Position annotation records:
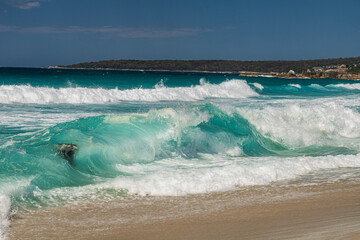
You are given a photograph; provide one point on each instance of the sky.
(40, 33)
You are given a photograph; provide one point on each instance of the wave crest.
(79, 95)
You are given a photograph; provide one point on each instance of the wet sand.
(327, 211)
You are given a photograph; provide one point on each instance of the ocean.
(140, 134)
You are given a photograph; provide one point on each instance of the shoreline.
(326, 211)
(346, 76)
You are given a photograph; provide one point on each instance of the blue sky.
(37, 33)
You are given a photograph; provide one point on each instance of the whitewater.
(167, 134)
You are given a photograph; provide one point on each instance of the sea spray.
(138, 135)
(80, 95)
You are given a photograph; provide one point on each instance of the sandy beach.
(327, 211)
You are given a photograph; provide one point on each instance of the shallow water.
(168, 134)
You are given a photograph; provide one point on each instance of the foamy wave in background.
(213, 173)
(45, 95)
(310, 123)
(355, 86)
(4, 215)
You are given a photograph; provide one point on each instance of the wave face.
(167, 134)
(172, 152)
(79, 95)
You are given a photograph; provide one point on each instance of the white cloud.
(108, 31)
(24, 4)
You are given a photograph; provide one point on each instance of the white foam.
(354, 86)
(78, 95)
(258, 86)
(295, 85)
(4, 215)
(306, 124)
(219, 173)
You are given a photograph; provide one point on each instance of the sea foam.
(79, 95)
(4, 215)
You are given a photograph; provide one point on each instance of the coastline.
(326, 211)
(345, 76)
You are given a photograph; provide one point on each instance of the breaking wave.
(80, 95)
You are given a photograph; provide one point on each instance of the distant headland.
(339, 68)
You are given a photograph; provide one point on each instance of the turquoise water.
(167, 134)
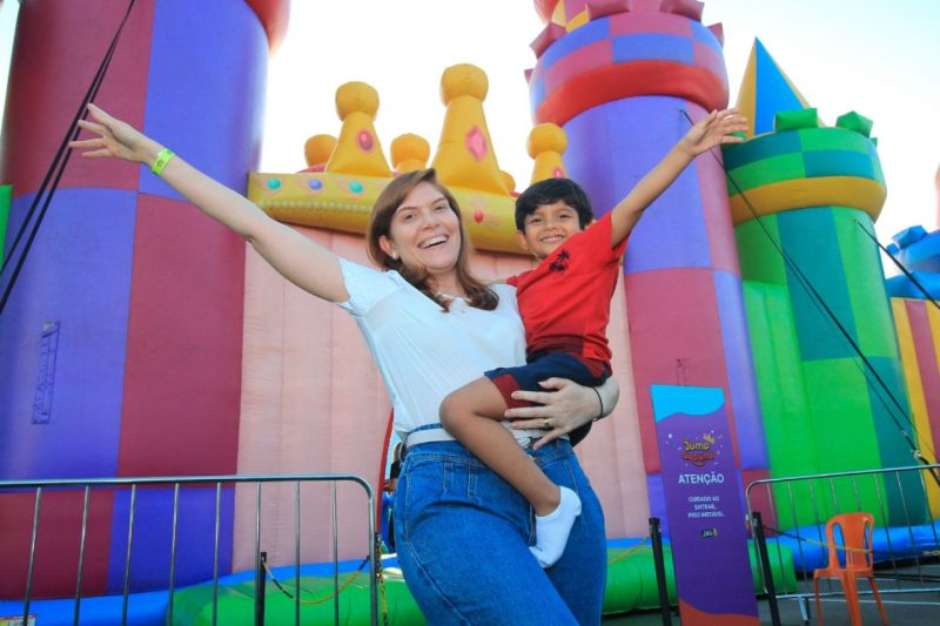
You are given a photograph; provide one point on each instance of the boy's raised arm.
(707, 133)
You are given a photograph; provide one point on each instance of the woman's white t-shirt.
(422, 351)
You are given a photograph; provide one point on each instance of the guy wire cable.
(62, 151)
(57, 169)
(792, 265)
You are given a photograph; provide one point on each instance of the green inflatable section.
(822, 412)
(803, 150)
(631, 585)
(6, 195)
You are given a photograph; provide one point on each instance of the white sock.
(552, 530)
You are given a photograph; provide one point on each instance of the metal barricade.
(906, 547)
(88, 485)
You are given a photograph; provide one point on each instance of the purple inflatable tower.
(120, 349)
(620, 76)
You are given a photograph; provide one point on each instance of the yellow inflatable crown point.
(465, 155)
(546, 144)
(358, 150)
(463, 80)
(410, 152)
(356, 97)
(508, 180)
(318, 149)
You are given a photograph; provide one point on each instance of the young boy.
(565, 307)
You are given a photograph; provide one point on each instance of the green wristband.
(163, 157)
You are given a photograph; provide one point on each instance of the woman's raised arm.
(305, 263)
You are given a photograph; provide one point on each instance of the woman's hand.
(566, 406)
(115, 139)
(713, 130)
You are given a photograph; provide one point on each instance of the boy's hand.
(712, 131)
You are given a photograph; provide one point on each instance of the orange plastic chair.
(859, 560)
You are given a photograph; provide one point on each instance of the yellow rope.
(628, 552)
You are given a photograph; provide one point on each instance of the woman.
(463, 534)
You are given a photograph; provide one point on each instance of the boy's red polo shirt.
(565, 300)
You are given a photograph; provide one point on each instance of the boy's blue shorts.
(542, 366)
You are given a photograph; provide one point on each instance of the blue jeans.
(463, 537)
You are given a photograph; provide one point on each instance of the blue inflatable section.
(893, 544)
(919, 253)
(149, 608)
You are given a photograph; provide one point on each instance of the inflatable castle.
(143, 339)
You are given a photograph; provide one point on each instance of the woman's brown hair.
(478, 294)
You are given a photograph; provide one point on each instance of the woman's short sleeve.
(366, 286)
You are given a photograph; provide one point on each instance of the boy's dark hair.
(549, 191)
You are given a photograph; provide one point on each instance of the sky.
(880, 58)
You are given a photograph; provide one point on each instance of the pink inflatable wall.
(312, 401)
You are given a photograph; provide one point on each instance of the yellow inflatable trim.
(800, 193)
(343, 202)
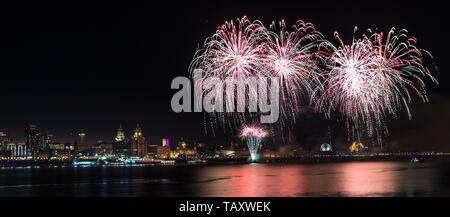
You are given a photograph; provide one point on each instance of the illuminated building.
(102, 148)
(59, 154)
(81, 145)
(162, 152)
(47, 141)
(4, 155)
(4, 139)
(182, 150)
(138, 143)
(356, 147)
(18, 149)
(43, 154)
(32, 137)
(325, 147)
(120, 135)
(181, 143)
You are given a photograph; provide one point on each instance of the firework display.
(290, 55)
(372, 78)
(254, 136)
(234, 52)
(364, 82)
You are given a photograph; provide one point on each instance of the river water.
(240, 180)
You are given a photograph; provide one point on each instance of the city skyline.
(97, 71)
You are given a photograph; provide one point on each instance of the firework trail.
(254, 136)
(371, 79)
(291, 56)
(233, 54)
(243, 49)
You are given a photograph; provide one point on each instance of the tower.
(32, 137)
(138, 143)
(81, 135)
(120, 135)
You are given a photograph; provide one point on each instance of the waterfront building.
(138, 143)
(162, 152)
(47, 141)
(165, 142)
(6, 155)
(5, 139)
(18, 149)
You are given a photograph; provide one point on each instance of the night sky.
(93, 66)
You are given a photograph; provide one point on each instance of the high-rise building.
(120, 135)
(138, 143)
(4, 139)
(81, 145)
(165, 142)
(47, 141)
(32, 137)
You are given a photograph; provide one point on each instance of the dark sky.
(93, 66)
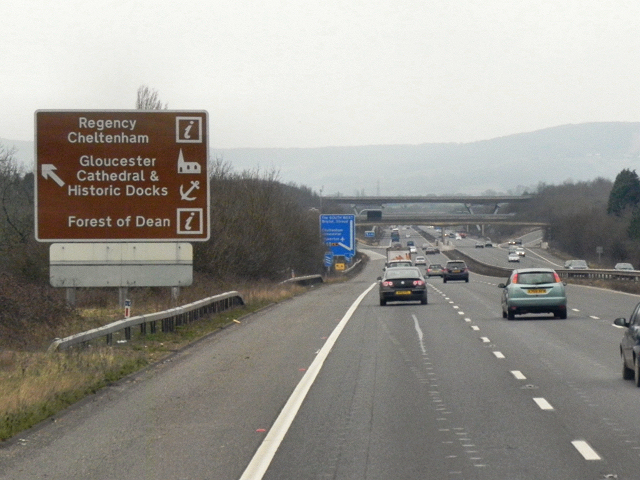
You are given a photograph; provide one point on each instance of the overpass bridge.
(444, 220)
(398, 199)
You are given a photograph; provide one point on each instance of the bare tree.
(149, 99)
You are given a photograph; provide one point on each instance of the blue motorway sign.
(339, 234)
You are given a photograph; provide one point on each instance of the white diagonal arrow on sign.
(48, 171)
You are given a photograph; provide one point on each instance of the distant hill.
(507, 164)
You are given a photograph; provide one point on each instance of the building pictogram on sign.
(121, 175)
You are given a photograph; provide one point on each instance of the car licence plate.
(537, 291)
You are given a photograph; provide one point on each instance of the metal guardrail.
(591, 273)
(169, 320)
(306, 280)
(603, 274)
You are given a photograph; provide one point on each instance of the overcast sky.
(297, 73)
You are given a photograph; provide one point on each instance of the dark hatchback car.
(402, 284)
(533, 290)
(630, 345)
(455, 270)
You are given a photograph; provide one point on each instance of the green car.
(534, 290)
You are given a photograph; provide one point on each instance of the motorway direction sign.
(121, 175)
(339, 234)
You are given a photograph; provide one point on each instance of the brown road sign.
(121, 175)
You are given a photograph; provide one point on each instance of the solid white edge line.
(585, 450)
(542, 403)
(264, 455)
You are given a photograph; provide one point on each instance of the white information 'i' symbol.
(187, 223)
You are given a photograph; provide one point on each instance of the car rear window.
(536, 278)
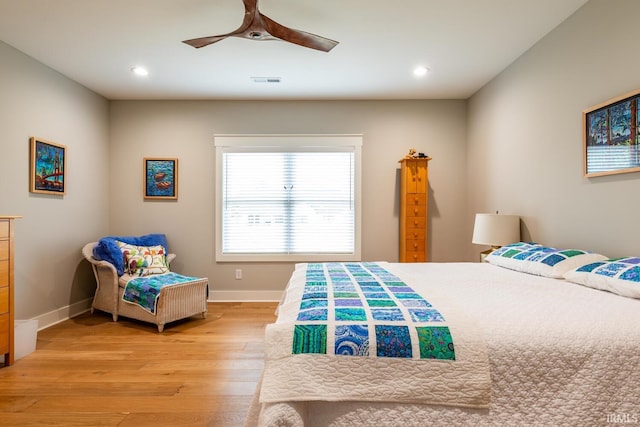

▸ Given request: Please gather every line of the records above that contains the word "raised".

▸ Solution:
You are given a photograph; provide one point on each instance of the boy's raised arm.
You are given a photograph; provide one point on each instance of the woman's raised arm.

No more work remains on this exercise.